▶ BRIEF: Update the data from the line with "Q: In the photo above, mark the balcony" through the end of the data, replacing "single point" with "one point" and changing nothing else. Give back only those lines, including the first and the last.

▶ EXTRACTED DATA:
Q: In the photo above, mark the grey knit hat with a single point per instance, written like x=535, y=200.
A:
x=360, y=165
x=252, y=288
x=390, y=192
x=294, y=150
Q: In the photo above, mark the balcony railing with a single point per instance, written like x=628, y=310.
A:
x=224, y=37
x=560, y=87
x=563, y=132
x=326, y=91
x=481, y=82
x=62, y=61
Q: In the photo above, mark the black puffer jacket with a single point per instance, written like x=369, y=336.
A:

▶ EXPECTED OUTPUT:
Q: In the photo above, mark the balcony railing with a one point per instance, written like x=628, y=310.
A:
x=224, y=37
x=560, y=87
x=563, y=132
x=326, y=91
x=481, y=82
x=62, y=61
Q: In the photo above, mark the black puffer jacket with a one point per instance, written like x=369, y=336.
A:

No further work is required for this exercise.